BEGIN Supplied material
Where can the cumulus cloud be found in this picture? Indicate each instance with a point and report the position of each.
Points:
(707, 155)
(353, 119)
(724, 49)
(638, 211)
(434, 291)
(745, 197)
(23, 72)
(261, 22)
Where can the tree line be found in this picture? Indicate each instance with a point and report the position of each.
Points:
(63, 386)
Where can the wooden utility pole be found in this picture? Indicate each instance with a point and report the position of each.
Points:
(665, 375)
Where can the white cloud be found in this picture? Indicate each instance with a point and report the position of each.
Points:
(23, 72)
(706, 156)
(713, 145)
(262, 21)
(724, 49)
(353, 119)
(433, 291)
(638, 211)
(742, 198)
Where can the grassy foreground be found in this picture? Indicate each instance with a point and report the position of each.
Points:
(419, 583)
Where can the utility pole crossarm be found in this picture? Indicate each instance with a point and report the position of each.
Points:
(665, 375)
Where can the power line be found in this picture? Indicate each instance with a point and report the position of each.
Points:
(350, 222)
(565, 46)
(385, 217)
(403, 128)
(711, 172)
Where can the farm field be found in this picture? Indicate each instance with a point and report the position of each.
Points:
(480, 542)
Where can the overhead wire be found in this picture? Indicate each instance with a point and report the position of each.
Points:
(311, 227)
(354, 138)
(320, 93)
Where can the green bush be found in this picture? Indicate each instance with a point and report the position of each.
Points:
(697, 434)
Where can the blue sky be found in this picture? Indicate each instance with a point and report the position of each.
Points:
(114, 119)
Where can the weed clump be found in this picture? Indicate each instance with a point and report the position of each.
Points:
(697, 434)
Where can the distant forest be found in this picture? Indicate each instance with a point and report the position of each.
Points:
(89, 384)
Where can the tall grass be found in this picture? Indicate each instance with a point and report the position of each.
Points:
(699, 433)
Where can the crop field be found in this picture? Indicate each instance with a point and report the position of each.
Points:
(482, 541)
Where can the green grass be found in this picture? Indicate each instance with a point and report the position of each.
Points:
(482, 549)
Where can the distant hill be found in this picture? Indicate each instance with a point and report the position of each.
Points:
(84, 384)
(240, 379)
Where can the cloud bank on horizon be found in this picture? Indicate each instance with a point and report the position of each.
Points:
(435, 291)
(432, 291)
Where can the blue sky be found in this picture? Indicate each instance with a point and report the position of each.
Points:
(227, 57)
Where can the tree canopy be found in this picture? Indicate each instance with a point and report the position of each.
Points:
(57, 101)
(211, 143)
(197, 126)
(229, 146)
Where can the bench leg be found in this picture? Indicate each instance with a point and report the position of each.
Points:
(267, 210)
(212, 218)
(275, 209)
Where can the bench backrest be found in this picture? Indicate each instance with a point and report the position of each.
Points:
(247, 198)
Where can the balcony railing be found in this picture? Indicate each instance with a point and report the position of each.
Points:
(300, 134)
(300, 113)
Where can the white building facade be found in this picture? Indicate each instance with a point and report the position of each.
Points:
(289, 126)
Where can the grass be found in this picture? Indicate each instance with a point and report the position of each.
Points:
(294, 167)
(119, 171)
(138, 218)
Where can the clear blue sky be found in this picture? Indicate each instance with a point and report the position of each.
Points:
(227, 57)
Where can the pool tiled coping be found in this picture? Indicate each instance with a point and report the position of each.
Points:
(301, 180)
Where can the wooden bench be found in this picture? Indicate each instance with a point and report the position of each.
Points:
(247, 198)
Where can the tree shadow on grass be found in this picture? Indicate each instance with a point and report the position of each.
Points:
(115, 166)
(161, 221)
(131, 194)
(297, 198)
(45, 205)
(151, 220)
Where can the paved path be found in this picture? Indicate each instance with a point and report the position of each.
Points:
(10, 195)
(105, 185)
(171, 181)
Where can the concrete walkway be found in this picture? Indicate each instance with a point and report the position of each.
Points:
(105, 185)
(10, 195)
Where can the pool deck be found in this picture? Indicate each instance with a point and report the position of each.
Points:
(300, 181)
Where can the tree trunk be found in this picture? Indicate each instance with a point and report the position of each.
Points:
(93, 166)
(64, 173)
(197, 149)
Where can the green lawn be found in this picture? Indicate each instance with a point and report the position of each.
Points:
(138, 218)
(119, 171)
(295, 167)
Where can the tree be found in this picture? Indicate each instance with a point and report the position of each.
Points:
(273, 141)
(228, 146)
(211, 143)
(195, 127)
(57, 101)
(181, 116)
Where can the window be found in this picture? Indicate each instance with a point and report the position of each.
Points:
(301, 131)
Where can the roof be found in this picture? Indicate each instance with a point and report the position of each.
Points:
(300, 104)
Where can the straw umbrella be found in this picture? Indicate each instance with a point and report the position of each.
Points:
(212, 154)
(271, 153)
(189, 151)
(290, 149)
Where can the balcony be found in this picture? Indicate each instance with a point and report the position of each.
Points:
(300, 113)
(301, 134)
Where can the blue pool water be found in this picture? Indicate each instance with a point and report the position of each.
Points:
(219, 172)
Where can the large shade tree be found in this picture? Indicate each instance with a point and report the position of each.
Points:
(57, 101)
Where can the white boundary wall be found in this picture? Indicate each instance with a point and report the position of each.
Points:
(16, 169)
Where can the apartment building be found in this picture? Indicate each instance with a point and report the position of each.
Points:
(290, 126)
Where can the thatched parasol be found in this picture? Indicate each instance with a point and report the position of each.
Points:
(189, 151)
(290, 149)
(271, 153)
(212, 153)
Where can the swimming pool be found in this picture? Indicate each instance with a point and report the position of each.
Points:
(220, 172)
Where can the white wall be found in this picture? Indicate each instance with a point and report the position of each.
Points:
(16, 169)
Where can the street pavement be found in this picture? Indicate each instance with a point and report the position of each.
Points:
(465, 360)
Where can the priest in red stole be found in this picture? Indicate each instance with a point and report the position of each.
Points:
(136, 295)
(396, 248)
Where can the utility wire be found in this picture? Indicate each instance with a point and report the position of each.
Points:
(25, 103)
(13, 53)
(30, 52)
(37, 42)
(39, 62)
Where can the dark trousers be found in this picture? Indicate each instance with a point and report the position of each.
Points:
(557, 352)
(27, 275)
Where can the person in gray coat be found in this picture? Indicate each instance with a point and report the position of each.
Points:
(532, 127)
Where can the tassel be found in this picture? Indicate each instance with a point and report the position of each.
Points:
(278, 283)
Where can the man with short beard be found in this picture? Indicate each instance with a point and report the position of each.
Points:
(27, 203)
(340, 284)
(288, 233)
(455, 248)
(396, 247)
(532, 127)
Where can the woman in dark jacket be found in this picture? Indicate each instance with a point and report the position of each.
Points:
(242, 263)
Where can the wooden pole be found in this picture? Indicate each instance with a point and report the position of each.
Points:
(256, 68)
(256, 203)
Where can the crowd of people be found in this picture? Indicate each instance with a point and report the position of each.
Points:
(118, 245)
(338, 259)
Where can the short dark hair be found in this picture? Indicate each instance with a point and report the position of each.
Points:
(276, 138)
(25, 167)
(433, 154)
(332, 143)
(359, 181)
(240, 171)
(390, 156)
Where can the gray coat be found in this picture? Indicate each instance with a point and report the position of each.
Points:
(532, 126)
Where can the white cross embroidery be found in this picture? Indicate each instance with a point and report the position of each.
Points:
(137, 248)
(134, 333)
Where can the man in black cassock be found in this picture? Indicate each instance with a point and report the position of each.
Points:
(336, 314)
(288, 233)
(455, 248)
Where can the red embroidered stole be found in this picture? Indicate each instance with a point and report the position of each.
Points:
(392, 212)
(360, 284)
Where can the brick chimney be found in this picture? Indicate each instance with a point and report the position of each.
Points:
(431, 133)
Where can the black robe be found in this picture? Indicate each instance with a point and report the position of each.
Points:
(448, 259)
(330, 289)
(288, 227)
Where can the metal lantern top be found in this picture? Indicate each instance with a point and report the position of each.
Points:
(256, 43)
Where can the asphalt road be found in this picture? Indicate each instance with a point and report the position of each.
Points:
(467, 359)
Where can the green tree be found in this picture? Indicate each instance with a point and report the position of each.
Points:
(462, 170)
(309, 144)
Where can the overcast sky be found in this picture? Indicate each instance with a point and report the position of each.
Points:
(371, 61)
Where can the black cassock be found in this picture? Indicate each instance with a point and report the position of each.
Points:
END Supplied material
Task requirements:
Scan the lines above for the word "short", then copy each line that has it.

Output:
Where can the man with short beard be found in this picture? Indicate each instance with a point and report the position of each.
Where can the short dark hair be found in this picture? Indicate each instance with a point and report the position of each.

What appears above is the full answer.